* **Goal of the exercise**
Repeat the records in full, exactly.

* **Material provided**
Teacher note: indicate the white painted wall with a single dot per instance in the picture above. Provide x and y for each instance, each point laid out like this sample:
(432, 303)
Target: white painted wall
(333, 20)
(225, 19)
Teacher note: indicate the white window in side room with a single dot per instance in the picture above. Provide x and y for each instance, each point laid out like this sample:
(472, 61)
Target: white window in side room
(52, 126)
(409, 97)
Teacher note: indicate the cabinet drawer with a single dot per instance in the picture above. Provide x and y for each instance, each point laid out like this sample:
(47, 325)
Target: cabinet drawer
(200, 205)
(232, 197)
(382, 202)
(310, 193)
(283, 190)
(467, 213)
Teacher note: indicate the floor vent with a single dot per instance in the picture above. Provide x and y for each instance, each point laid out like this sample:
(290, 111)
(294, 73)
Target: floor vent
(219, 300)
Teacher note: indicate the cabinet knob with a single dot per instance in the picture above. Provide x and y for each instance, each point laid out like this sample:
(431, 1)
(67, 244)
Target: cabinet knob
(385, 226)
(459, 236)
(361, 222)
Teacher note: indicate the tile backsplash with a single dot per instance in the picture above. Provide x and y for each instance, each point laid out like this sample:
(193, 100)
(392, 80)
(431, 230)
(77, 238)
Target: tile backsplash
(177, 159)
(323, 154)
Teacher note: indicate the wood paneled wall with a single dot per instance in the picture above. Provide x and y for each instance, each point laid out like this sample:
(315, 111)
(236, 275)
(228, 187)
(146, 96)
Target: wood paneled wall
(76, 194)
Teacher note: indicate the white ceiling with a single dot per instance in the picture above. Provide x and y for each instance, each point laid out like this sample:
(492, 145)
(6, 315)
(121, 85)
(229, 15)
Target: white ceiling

* **Answer space**
Teacher note: indicate the white painted wall with a single dot per instance in the picture above. Provide x and y for each instance, each point laid out like this sample:
(432, 303)
Target: white painted wall
(333, 20)
(225, 19)
Teacher note: indicate the white window in side room with a single dot per instance in the picture above. Provide x and y for each instance, each point laid out like this sample:
(472, 61)
Target: white window in side room
(52, 126)
(409, 97)
Teacher note: indicate the cabinet drawer with a single dot per instance in the picture above. Provide x and y for each instance, each point laid out like this sample:
(47, 325)
Target: cabinet drawer
(200, 205)
(232, 197)
(382, 202)
(310, 193)
(283, 190)
(467, 213)
Teacher note: indicate the floor vent with a single dot per instance in the picture above. Provide x and y for each instance, each point laid out like this sample:
(290, 111)
(294, 73)
Target: floor vent
(219, 300)
Teacher note: indicate the cabinet knob with a single dot per instance in the picture above. Provide x and y for each instance, each point laid out like this sample:
(431, 1)
(67, 244)
Target: cabinet knob
(385, 226)
(459, 236)
(361, 222)
Teacher note: indicate the tile backsplash with a single dot per instance in the picture above. Provide x and y for each instance, each point laid out like this sample:
(193, 100)
(392, 80)
(431, 230)
(77, 238)
Target: tile backsplash
(177, 159)
(323, 154)
Teacher note: indicate the wood paneled wall with a single dot per instance in the picture above. Provide x and y for each instance, each point laid out like this sample:
(315, 111)
(236, 275)
(228, 187)
(146, 96)
Target: wood paneled wall
(76, 194)
Teacher note: indicate the white ceiling with a single dot per instance in the picture above. Provide x and y for each instance, each point laid out like this sample:
(492, 145)
(6, 315)
(121, 85)
(229, 15)
Target: white ceiling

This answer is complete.